--- Task to carry out ---
Write out the listing below exactly, beginning at its first line and ending with the line that contains "Q: Tag one point on each instance of the female".

--- Record set ---
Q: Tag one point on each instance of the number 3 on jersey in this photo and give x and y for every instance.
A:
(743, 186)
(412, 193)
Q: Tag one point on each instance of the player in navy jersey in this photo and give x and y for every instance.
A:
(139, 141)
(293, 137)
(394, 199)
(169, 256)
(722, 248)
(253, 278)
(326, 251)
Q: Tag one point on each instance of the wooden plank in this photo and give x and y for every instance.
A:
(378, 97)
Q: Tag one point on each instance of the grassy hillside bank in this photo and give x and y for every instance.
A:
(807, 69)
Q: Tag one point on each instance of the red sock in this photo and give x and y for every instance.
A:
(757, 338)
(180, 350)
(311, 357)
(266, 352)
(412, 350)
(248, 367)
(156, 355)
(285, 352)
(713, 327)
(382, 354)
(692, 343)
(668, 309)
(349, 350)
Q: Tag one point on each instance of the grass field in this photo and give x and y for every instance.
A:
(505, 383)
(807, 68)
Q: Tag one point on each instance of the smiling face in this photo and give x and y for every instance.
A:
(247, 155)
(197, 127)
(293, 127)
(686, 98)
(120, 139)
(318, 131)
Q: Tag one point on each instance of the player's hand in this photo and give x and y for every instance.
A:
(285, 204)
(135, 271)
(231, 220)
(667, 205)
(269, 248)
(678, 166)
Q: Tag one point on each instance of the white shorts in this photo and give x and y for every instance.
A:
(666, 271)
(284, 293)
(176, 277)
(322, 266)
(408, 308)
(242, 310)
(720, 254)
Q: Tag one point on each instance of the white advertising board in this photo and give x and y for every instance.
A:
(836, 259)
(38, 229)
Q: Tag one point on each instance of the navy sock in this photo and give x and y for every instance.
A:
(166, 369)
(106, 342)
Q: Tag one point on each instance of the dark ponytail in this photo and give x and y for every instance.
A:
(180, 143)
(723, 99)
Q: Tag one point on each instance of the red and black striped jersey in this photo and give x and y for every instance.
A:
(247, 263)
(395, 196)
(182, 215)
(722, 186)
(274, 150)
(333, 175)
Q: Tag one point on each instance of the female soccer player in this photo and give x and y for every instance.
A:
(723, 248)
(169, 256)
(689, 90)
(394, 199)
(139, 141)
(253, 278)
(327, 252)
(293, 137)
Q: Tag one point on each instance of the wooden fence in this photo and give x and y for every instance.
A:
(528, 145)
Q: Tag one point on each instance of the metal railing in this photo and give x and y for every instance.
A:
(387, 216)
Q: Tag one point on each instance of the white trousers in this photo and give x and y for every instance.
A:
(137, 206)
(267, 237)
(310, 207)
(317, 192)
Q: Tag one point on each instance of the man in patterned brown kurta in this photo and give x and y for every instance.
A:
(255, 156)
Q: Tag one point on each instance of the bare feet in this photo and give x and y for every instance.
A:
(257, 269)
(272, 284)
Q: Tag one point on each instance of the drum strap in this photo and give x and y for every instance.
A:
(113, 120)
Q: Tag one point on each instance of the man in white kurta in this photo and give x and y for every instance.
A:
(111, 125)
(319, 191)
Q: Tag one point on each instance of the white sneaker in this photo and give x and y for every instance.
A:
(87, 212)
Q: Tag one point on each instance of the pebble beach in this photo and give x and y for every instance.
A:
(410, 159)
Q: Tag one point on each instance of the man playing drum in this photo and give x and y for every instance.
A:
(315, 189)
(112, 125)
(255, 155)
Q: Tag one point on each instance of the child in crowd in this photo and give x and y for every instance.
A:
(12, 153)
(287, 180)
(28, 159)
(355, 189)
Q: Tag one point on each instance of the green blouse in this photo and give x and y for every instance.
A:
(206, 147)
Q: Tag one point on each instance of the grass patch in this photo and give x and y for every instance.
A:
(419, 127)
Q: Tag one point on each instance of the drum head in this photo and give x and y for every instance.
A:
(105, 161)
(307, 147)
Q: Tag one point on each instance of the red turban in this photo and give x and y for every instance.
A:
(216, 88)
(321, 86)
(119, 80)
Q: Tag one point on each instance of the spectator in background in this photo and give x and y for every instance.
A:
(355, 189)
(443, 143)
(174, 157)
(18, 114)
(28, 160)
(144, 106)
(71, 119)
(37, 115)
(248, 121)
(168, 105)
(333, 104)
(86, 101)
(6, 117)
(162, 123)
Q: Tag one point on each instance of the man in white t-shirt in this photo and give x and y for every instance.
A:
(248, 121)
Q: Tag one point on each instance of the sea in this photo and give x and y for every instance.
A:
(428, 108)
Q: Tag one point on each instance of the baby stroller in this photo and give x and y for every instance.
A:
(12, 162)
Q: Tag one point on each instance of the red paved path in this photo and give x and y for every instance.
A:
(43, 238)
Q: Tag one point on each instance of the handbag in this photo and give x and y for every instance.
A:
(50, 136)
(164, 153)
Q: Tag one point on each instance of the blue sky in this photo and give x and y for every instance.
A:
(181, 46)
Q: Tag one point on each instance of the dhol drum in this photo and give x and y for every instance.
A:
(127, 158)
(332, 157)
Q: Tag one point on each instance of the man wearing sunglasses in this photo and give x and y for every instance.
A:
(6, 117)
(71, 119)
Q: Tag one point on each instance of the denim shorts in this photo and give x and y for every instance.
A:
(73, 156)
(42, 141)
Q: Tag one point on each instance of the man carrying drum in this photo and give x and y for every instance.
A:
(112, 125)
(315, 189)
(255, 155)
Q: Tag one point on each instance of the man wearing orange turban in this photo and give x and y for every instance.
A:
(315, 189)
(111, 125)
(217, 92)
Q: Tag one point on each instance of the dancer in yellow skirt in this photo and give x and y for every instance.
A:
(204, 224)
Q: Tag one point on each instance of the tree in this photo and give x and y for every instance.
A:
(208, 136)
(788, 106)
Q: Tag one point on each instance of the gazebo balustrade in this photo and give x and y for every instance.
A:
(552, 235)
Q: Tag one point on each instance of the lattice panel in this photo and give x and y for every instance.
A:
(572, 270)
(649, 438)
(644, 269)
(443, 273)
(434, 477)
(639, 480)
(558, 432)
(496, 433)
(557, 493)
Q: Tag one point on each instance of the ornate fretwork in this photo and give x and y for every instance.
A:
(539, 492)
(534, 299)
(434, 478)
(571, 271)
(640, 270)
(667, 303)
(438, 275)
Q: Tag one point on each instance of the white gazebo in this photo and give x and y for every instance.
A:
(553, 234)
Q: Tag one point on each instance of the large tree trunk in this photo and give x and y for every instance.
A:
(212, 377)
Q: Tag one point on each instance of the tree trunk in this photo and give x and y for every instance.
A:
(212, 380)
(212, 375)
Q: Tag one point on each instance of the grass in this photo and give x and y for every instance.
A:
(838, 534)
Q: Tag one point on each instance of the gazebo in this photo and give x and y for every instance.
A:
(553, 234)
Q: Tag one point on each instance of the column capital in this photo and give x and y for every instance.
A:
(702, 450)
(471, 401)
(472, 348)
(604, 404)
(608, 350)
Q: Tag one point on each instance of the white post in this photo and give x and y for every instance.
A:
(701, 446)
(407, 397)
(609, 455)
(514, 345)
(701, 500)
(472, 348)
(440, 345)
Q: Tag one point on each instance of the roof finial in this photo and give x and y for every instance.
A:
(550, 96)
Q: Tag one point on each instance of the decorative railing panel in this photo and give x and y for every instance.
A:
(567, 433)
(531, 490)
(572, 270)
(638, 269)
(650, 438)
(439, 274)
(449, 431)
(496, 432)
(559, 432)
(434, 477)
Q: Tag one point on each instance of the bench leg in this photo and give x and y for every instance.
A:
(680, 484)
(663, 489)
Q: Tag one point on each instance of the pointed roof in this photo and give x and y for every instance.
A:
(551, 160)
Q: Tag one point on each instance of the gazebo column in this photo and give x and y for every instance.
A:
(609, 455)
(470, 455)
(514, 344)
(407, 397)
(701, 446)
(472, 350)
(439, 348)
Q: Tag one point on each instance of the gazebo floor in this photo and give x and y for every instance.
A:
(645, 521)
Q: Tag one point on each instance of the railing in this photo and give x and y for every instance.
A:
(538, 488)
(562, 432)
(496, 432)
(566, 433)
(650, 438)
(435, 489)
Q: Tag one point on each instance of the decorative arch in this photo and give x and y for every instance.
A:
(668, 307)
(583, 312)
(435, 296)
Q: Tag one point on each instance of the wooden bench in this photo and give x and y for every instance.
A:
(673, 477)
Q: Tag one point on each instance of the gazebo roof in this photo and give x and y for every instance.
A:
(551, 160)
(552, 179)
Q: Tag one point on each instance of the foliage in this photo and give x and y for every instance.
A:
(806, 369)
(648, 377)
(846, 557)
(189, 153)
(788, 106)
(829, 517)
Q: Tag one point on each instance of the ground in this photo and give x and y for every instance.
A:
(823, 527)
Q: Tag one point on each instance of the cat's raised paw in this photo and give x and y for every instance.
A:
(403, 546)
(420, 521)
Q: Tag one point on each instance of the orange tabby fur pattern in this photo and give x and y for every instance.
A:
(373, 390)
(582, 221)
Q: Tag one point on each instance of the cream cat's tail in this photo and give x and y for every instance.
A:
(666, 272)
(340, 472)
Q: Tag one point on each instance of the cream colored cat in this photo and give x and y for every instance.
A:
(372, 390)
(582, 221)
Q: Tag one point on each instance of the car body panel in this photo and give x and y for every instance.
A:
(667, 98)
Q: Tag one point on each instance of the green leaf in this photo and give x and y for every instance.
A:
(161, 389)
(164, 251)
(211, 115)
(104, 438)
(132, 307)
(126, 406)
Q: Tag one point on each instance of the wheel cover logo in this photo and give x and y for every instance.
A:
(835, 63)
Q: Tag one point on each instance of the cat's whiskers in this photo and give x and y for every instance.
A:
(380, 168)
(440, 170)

--- Output ---
Q: Tag one point on each instance of the number 3 on jersey in this photo and give x and y for every instance.
A:
(743, 186)
(412, 193)
Q: Tag one point on each instance of the player in navy jersey in this photo and give x and y for every instance.
A:
(139, 141)
(293, 137)
(394, 199)
(169, 256)
(722, 248)
(253, 278)
(326, 251)
Q: Tag one point on each instance of the wooden plank in this photo and give x and y for every instance.
A:
(378, 97)
Q: Tag one point on each instance of the grassy hillside bank in this photo and give x and y for every instance.
A:
(807, 69)
Q: Tag one point on each instance of the red sock in this photo and give x and y for every instance.
A:
(757, 338)
(180, 350)
(311, 357)
(266, 352)
(412, 350)
(248, 367)
(156, 355)
(285, 352)
(713, 327)
(382, 354)
(692, 343)
(668, 309)
(349, 350)
Q: Tag one point on each instance of the grass field in this photo and give x and y for every instance.
A:
(505, 383)
(807, 68)
Q: Tag one point on each instance of the smiling face in this photo and give x and y for every instance.
A:
(247, 155)
(197, 127)
(293, 127)
(686, 98)
(120, 139)
(318, 131)
Q: Tag one point on each instance of the player's hand in this photo and give x and y for every instance.
A:
(285, 204)
(135, 271)
(231, 220)
(667, 205)
(269, 248)
(678, 166)
Q: Tag one point on each instance of the white shorts in this photo and give x and y for every instance.
A:
(666, 271)
(284, 293)
(176, 277)
(322, 266)
(408, 308)
(242, 310)
(720, 254)
Q: Tag one point on each instance of the white advertising board in this photo and give x and y for every instance.
A:
(836, 259)
(38, 229)
Q: Tag one point on each instance of the navy sock in this photo and give x and y for every instance.
A:
(166, 369)
(106, 342)
Q: Tag one point on each instance of the dark ponytail in this photo and give x and y for every instance.
A:
(180, 143)
(723, 99)
Q: Tag one point on each instance of the red and black striped jersey in this photo and give x and y for every instance.
A:
(247, 263)
(395, 196)
(182, 215)
(722, 186)
(274, 150)
(333, 175)
Q: Tag one point on each instance of the female soccer player in this photo and give x and y for every instance.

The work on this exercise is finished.